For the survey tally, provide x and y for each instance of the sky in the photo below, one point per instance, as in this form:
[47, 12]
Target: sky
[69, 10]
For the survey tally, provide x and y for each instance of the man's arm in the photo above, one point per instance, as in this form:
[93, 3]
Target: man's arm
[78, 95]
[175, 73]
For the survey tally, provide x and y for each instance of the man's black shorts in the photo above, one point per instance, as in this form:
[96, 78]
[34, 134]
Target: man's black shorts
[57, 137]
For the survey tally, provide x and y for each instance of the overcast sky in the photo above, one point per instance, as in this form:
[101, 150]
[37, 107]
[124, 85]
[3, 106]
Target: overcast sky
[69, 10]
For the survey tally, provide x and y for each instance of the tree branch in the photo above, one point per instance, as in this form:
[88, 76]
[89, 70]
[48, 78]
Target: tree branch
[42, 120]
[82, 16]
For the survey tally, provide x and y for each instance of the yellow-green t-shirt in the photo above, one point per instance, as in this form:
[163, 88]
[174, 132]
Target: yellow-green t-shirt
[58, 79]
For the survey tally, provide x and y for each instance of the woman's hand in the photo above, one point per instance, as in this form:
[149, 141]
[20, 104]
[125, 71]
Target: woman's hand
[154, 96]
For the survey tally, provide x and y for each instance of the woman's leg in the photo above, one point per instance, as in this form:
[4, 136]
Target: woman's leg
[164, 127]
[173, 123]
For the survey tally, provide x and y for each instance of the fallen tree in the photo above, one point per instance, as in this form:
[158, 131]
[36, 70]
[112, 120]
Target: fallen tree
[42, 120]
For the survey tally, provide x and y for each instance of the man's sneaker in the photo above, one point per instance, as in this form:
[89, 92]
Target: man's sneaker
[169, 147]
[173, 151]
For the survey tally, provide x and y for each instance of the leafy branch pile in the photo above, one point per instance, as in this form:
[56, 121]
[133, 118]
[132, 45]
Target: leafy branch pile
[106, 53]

◆ **Work to complete**:
Would you output the material above once more, exactly as given?

◆ **Response for this exercise**:
For the survey tally, provide x and y for each instance of the sky in the photo below, one point per instance, as in this form:
[47, 12]
Target: sky
[69, 10]
For the survey tally, provide x and y for each instance of the man's arm in the photo above, one point per instance, as in this form:
[93, 3]
Target: man's arm
[78, 95]
[175, 73]
For the survey tally, provide x and y for each instance of the man's black shorts in the photo above, one point per instance, as in this form:
[96, 78]
[34, 134]
Target: man's black shorts
[57, 137]
For the survey tally, provide x and y for each instance of the overcast sky in the photo above, one point per instance, as in this form:
[101, 150]
[37, 107]
[124, 85]
[3, 106]
Target: overcast sky
[69, 10]
For the survey tally, provide x and y for each instance of the tree branch in the photo above, one point per instance, as in this form:
[88, 76]
[89, 70]
[48, 78]
Target: tree branch
[42, 120]
[82, 16]
For the survey tally, provide x and y for each instance of the yellow-green t-shirt in the photo above, one point per instance, as in this form:
[163, 88]
[174, 132]
Target: yellow-green t-shirt
[58, 79]
For the survey tally, provide x and y for each instance of the woman's hand in the photo above, one point per instance, as in this form:
[149, 141]
[20, 104]
[125, 71]
Target: woman's hand
[154, 96]
For the survey tally, provide x and y for each instance of the woman's leg in the photo above, one point per instance, as in this form:
[4, 136]
Target: woman's leg
[164, 127]
[173, 123]
For the survey tally, provide x and y for each instance of the fallen tree in the photo above, one point per instance, as in this form:
[158, 131]
[36, 70]
[112, 120]
Target: fallen tree
[42, 120]
For the survey tally, provide x and y for each instance of the man's sneaker in the photo above, one point per instance, as in this form:
[89, 92]
Target: man's sneaker
[169, 147]
[173, 151]
For the survey tally, provide x and y for each instance of the leafy branch pile in the photo above, one point per instance, as in this form:
[56, 121]
[133, 118]
[132, 45]
Target: leafy branch pile
[106, 53]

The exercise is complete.